- Exercise
Rewrite the records below, changing every occurrence of "white sign post" to "white signpost" and leaving all other text unchanged. Omit the pictures from your answer.

- Record excerpts
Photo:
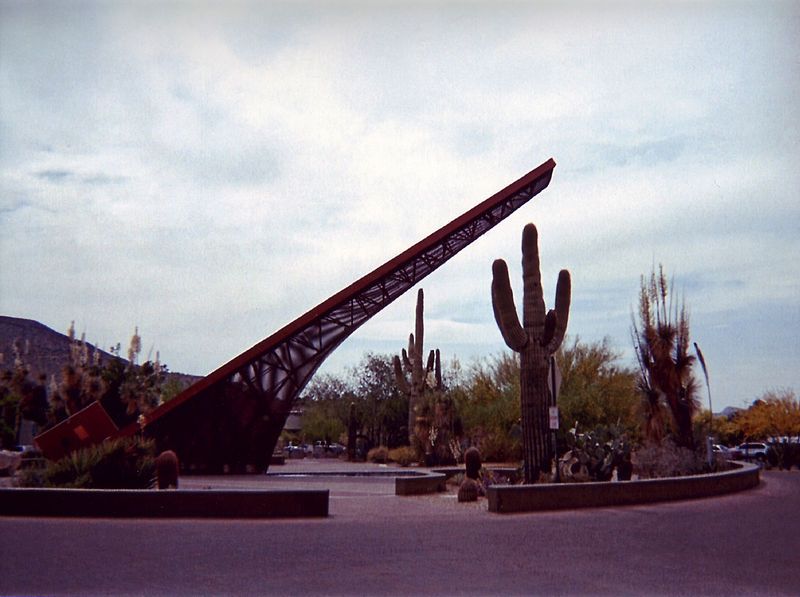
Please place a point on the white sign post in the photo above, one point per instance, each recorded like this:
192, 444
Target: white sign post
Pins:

- Output of the task
Photo:
Please place a point on the white signpost in the photo above, one point per instance, each recorded like this:
192, 444
Target: white signpost
Pins:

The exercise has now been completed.